[Dataset entries]
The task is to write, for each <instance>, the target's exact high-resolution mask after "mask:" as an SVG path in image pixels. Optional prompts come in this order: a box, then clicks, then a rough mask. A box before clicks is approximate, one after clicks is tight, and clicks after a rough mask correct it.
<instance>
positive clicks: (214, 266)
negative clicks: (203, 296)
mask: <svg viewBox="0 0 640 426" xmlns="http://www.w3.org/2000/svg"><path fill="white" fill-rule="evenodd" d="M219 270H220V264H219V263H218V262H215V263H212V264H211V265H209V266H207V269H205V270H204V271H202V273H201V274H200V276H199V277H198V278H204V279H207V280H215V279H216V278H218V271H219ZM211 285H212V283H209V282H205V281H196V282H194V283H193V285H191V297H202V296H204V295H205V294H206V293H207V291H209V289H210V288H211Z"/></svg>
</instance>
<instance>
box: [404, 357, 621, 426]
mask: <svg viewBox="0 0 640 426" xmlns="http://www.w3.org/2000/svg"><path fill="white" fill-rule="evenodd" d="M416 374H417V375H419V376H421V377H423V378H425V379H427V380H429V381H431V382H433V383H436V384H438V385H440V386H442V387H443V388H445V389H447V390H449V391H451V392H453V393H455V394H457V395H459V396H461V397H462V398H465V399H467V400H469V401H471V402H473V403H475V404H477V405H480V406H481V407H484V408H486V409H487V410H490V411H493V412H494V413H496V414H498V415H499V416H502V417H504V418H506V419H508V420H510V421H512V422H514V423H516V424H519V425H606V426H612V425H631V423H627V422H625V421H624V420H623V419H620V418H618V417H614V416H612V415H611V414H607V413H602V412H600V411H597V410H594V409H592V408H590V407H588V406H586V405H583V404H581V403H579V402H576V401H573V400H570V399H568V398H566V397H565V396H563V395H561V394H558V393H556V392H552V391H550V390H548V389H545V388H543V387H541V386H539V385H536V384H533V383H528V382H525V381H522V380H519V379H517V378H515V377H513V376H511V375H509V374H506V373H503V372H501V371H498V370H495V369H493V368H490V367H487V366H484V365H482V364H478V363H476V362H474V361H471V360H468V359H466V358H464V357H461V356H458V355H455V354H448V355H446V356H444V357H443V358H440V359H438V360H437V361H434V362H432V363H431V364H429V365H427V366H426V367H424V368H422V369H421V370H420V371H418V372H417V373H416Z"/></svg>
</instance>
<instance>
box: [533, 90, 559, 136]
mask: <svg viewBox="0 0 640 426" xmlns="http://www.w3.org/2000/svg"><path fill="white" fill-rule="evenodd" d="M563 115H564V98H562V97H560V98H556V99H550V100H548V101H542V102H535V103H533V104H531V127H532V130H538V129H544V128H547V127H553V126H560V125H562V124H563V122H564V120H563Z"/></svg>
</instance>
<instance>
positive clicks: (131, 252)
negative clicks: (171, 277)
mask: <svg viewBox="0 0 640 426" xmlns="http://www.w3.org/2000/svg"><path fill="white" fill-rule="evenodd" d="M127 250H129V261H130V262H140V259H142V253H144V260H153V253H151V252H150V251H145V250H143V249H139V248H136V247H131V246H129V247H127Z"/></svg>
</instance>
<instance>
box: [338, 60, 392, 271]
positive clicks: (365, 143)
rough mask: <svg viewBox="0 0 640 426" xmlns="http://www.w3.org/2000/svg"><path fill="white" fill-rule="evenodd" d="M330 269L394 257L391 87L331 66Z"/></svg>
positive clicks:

◆ WORK TO COMPLETE
Each entry above, in full, should be output exactly as it reads.

◆ TASK RESPONSE
The task is to write, for each <instance>, the target's exact high-resolution mask after "mask:" as an SVG path in image pixels. Optional prompts come in this order: a box, then clicks, then a rough mask. A box before clicks is approximate, one after clicks is tight, and clicks after a rough mask correct it.
<instance>
positive clicks: (214, 266)
negative clicks: (203, 296)
mask: <svg viewBox="0 0 640 426" xmlns="http://www.w3.org/2000/svg"><path fill="white" fill-rule="evenodd" d="M219 270H220V264H219V263H218V262H215V263H212V264H211V265H209V266H207V269H205V270H204V271H202V273H201V274H200V276H199V277H198V278H204V279H207V280H215V279H216V278H218V271H219ZM211 285H212V283H209V282H205V281H196V282H194V283H193V285H191V297H202V296H204V295H205V294H206V293H207V291H209V289H210V288H211Z"/></svg>
</instance>
<instance>
box: [404, 357, 621, 426]
mask: <svg viewBox="0 0 640 426" xmlns="http://www.w3.org/2000/svg"><path fill="white" fill-rule="evenodd" d="M416 374H417V375H419V376H421V377H423V378H425V379H427V380H429V381H431V382H433V383H436V384H438V385H440V386H442V387H443V388H445V389H447V390H449V391H451V392H453V393H455V394H457V395H459V396H461V397H462V398H465V399H467V400H469V401H471V402H473V403H475V404H477V405H480V406H481V407H484V408H486V409H487V410H490V411H493V412H494V413H496V414H498V415H499V416H502V417H504V418H506V419H508V420H510V421H512V422H514V423H516V424H519V425H606V426H612V425H631V423H627V422H625V421H624V420H623V419H620V418H618V417H614V416H612V415H611V414H607V413H602V412H600V411H597V410H594V409H592V408H590V407H588V406H586V405H583V404H581V403H579V402H576V401H573V400H570V399H568V398H566V397H565V396H563V395H561V394H558V393H556V392H552V391H550V390H548V389H545V388H543V387H541V386H539V385H536V384H533V383H528V382H525V381H522V380H519V379H517V378H515V377H513V376H511V375H509V374H506V373H503V372H501V371H498V370H495V369H493V368H490V367H487V366H484V365H482V364H478V363H476V362H474V361H471V360H468V359H466V358H464V357H461V356H458V355H455V354H448V355H446V356H444V357H443V358H440V359H438V360H437V361H434V362H432V363H431V364H429V365H427V366H426V367H424V368H422V369H421V370H420V371H418V372H417V373H416Z"/></svg>
</instance>
<instance>
box: [533, 90, 559, 136]
mask: <svg viewBox="0 0 640 426" xmlns="http://www.w3.org/2000/svg"><path fill="white" fill-rule="evenodd" d="M563 115H564V98H562V97H560V98H556V99H550V100H548V101H542V102H535V103H533V104H531V127H532V130H538V129H544V128H547V127H553V126H560V125H562V124H563V122H564V120H563Z"/></svg>
</instance>
<instance>
positive clicks: (131, 252)
negative clicks: (171, 277)
mask: <svg viewBox="0 0 640 426" xmlns="http://www.w3.org/2000/svg"><path fill="white" fill-rule="evenodd" d="M127 250H129V261H130V262H140V259H142V253H144V260H153V253H151V252H150V251H145V250H143V249H139V248H136V247H131V246H129V247H127Z"/></svg>
</instance>
<instance>
box: [338, 60, 392, 271]
positive clicks: (365, 143)
rough mask: <svg viewBox="0 0 640 426" xmlns="http://www.w3.org/2000/svg"><path fill="white" fill-rule="evenodd" d="M330 269L394 257L391 87L331 66Z"/></svg>
positive clicks:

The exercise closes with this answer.